From 1,200ms to 0.25ms by allowing the planner to use efficient join strategies.

Example 4: Aggregate with Index

Before:

EXPLAIN (ANALYZE, BUFFERS)
SELECT COUNT(*) FROM orders WHERE status = 'pending';

-- Aggregate
--   -> Seq Scan on orders  (cost=0.00..185432.00 rows=500000 width=0)
--     Filter: (status = 'pending')
--     Buffers: shared hit=85432
-- Execution Time: 850.00 ms

After (partial index):

CREATE INDEX CONCURRENTLY idx_orders_pending
ON orders (id) WHERE status = 'pending';

EXPLAIN (ANALYZE, BUFFERS)
SELECT COUNT(*) FROM orders WHERE status = 'pending';

-- Aggregate
--   -> Index Only Scan using idx_orders_pending on orders
--     Buffers: shared hit=1400
-- Execution Time: 12.00 ms

70x improvement by creating a partial index that only covers pending orders.

Example 5: Pagination Optimization

Before (OFFSET-based):

EXPLAIN (ANALYZE, BUFFERS)
SELECT * FROM products
ORDER BY created_at DESC
LIMIT 20 OFFSET 100000;

-- Limit
--   -> Sort (cost=250000..260000 rows=100020 width=200)
--     Sort Key: created_at DESC
--     Sort Method: top-N heapsort  Memory: 4096kB
--     -> Seq Scan on products
--       Buffers: shared hit=50000
-- Execution Time: 1500.00 ms

After (cursor-based / keyset pagination):

EXPLAIN (ANALYZE, BUFFERS)
SELECT * FROM products
WHERE created_at < '2024-01-15 10:30:00'
ORDER BY created_at DESC
LIMIT 20;

-- Limit
--   -> Index Scan Backward using idx_products_created_at on products
--     Index Cond: (created_at < '2024-01-15 10:30:00')
--     Buffers: shared hit=25
-- Execution Time: 0.05 ms

30,000x improvement. OFFSET scans and discards 100,000 rows; keyset jumps directly to the right position.

Edge Cases and Failure Modes

1. Statistics Lie: Correlated Columns

-- PostgreSQL assumes column independence
-- But city and country are correlated (Tokyo is always in Japan)

EXPLAIN ANALYZE
SELECT * FROM addresses
WHERE city = 'Tokyo' AND country = 'Japan';

-- Estimated rows: 10 (assumes independent: 0.001 * 0.01 * 10M)
-- Actual rows: 100,000

-- FIX: Create extended statistics
CREATE STATISTICS stat_addr_city_country (dependencies)

The data:

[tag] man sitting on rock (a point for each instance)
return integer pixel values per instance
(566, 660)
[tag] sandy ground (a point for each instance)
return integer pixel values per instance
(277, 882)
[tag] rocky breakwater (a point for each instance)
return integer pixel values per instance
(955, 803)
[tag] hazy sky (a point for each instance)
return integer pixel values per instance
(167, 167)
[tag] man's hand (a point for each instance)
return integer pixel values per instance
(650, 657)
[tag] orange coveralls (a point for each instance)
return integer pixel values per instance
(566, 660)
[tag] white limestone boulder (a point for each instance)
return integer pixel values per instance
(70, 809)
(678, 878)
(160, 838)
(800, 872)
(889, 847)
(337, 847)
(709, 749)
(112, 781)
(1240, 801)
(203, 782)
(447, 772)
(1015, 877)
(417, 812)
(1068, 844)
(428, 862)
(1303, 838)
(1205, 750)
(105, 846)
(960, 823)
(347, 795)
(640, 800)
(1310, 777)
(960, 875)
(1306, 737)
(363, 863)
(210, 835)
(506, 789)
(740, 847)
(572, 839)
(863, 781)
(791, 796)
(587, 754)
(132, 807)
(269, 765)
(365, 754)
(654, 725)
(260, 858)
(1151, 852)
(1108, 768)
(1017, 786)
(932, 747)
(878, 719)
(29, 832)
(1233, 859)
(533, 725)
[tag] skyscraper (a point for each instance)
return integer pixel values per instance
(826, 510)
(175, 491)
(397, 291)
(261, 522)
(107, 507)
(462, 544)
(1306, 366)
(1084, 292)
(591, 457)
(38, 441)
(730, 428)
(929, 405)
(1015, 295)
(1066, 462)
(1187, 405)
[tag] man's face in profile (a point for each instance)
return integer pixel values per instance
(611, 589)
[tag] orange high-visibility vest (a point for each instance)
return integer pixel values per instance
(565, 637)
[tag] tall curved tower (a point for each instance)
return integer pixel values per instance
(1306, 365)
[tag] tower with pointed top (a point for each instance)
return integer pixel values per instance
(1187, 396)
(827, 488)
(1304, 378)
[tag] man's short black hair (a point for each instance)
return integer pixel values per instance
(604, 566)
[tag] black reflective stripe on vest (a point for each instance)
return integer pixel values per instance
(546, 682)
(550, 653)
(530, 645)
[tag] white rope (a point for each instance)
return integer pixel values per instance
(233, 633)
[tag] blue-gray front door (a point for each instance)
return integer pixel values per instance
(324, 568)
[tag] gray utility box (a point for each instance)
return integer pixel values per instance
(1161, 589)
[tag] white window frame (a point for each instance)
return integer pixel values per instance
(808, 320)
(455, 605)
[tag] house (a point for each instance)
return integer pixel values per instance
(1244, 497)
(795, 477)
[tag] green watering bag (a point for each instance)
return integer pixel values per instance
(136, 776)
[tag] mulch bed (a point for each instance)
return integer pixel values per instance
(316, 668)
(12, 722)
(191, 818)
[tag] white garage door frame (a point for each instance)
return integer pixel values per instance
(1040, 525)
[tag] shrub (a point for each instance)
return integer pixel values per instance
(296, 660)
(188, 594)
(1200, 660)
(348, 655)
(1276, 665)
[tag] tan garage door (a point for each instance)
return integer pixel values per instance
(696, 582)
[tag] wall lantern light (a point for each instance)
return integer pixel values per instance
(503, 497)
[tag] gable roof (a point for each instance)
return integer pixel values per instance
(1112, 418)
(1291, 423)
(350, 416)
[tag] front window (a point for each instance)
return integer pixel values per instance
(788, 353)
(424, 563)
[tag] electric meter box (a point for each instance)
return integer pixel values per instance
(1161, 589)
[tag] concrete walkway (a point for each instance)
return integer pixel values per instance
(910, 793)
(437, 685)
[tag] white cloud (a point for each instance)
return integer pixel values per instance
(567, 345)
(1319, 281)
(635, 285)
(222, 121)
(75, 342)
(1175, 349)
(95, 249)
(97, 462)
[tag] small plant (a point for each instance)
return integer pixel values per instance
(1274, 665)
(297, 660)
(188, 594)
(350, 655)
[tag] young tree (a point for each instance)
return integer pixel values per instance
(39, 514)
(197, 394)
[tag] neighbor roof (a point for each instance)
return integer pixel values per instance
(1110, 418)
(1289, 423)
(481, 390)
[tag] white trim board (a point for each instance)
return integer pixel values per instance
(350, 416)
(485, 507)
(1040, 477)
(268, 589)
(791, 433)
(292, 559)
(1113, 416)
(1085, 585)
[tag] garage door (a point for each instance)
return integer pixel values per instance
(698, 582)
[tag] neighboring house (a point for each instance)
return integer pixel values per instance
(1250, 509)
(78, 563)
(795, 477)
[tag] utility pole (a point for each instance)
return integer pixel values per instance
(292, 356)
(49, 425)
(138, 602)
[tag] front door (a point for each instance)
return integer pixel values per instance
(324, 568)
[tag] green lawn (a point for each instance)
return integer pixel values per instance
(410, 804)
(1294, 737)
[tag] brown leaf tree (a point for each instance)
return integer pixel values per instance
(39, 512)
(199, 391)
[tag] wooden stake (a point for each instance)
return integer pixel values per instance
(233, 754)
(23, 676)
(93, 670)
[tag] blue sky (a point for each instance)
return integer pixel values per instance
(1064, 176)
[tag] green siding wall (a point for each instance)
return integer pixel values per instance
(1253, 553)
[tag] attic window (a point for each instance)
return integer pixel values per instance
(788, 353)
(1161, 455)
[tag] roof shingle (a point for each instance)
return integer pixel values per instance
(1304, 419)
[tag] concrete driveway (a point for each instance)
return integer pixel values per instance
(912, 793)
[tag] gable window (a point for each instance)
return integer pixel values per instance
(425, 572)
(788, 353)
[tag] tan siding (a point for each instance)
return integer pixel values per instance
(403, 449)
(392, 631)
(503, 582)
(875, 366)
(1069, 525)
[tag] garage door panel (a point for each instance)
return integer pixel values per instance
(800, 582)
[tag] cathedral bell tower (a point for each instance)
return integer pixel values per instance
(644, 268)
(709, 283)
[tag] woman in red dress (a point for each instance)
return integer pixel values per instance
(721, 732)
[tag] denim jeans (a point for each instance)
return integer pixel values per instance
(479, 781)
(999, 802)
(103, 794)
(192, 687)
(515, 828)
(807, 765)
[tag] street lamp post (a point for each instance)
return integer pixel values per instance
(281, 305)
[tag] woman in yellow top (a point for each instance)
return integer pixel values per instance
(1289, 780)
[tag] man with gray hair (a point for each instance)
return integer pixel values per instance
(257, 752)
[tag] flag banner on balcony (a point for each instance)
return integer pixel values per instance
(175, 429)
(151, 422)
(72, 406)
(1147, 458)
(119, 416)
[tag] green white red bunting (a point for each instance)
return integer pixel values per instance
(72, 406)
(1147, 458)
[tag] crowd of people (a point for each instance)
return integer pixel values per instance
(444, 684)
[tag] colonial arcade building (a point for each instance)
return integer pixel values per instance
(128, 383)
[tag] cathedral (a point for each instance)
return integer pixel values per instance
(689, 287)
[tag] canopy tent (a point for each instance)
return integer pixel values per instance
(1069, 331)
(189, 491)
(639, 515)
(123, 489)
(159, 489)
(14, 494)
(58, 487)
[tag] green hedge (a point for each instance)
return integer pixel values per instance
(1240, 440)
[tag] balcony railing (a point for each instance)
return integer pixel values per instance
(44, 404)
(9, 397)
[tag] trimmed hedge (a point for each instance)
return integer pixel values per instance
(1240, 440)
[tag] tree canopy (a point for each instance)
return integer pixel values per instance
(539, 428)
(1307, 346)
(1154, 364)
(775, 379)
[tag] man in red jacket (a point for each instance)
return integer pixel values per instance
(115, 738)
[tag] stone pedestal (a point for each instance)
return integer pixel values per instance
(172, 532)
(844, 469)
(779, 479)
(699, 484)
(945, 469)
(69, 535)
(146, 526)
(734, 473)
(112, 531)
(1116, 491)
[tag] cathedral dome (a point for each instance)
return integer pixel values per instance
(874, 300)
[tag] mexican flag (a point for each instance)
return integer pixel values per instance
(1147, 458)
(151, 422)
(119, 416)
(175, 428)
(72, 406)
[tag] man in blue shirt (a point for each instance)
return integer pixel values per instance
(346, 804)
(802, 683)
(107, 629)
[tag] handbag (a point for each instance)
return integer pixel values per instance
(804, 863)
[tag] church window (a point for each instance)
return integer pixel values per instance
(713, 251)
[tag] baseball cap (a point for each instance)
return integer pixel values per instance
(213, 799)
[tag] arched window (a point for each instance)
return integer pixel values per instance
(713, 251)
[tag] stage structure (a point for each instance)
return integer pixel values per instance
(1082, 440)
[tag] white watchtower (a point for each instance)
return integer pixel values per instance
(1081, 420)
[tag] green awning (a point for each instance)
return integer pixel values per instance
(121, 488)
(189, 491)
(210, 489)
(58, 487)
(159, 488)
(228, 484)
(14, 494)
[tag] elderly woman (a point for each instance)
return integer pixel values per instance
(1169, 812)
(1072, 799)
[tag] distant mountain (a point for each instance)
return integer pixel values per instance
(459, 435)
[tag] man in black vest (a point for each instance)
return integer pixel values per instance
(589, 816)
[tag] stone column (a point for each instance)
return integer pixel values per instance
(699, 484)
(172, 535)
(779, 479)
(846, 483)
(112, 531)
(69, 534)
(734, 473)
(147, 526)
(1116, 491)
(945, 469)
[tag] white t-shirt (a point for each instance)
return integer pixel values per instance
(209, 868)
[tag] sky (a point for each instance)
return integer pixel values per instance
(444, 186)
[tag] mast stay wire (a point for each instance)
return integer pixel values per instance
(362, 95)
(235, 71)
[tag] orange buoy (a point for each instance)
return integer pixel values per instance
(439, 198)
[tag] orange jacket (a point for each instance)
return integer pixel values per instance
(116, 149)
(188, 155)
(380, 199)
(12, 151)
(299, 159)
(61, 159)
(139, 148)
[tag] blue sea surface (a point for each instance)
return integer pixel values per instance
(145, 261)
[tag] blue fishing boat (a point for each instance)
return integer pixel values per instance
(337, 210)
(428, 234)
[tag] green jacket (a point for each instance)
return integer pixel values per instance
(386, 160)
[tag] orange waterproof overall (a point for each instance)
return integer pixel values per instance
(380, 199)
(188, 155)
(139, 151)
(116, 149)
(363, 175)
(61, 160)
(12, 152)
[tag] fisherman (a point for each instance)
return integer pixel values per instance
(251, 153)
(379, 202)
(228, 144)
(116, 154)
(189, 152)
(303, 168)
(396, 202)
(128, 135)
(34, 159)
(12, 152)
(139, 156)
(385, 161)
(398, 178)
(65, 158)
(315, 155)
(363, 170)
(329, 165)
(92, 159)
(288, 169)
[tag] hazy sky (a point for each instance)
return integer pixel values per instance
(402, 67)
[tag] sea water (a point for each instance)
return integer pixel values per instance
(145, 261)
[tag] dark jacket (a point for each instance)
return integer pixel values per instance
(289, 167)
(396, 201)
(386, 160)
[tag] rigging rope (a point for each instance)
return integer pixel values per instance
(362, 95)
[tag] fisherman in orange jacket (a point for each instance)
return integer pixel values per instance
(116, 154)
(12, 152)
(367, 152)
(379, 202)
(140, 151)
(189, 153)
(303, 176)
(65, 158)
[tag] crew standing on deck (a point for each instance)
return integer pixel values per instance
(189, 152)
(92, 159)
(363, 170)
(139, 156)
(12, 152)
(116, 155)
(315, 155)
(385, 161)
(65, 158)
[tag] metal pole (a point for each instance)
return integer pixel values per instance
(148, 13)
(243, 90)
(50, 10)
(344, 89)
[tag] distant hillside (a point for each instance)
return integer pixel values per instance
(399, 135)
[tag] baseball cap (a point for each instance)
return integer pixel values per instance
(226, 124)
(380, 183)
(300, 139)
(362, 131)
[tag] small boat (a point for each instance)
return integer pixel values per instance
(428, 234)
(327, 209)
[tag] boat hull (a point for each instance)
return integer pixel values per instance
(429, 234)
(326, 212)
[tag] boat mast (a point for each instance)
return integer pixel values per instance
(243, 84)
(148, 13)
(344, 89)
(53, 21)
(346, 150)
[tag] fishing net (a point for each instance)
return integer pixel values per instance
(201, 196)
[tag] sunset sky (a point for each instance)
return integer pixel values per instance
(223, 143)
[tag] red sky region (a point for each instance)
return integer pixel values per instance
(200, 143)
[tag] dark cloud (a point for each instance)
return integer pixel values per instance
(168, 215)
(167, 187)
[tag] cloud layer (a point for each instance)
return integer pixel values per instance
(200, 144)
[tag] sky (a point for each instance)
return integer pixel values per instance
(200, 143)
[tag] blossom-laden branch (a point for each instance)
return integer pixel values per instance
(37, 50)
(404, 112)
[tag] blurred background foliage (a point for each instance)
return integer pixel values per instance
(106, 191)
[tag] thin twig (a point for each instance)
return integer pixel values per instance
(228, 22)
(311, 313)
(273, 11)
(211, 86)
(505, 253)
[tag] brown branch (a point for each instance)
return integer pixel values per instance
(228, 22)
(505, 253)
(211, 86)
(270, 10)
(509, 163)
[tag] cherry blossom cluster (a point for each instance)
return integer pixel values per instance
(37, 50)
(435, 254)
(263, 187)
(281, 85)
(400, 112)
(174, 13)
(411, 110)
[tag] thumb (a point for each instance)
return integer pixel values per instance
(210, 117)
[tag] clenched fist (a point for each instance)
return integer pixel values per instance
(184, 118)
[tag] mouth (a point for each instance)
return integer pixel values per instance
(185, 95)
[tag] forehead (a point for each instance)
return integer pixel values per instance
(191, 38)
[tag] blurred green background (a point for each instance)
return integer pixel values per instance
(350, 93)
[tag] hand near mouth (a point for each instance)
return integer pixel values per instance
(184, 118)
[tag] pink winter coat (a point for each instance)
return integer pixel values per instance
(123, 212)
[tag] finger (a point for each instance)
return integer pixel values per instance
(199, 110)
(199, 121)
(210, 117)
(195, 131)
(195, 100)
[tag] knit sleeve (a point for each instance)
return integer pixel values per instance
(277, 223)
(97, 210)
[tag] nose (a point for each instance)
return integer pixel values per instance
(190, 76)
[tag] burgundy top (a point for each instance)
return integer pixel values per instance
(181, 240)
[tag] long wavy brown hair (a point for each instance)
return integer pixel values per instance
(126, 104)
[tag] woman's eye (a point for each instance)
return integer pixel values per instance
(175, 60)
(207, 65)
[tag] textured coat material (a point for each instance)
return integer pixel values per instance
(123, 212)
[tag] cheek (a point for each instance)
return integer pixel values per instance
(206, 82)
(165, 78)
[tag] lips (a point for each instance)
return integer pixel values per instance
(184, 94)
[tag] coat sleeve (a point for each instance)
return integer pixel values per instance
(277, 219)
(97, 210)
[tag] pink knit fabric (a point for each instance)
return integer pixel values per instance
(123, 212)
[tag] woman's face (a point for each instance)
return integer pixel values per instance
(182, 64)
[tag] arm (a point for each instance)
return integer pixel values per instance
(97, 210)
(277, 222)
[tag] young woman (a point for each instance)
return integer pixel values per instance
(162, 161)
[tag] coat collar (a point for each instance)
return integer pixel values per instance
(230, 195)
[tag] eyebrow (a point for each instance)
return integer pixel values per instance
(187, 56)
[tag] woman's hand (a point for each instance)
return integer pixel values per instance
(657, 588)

Set tasks:
**A)** In the PostgreSQL query tuning text, what execution time does the OFFSET-based pagination query show?
**B)** List every line of the records that contains the string "branch".

Expected responses:
**A)** 1500.00 ms

**B)**
[tag] blossom-laden branch (a point for each instance)
[tag] brown branch (a point for each instance)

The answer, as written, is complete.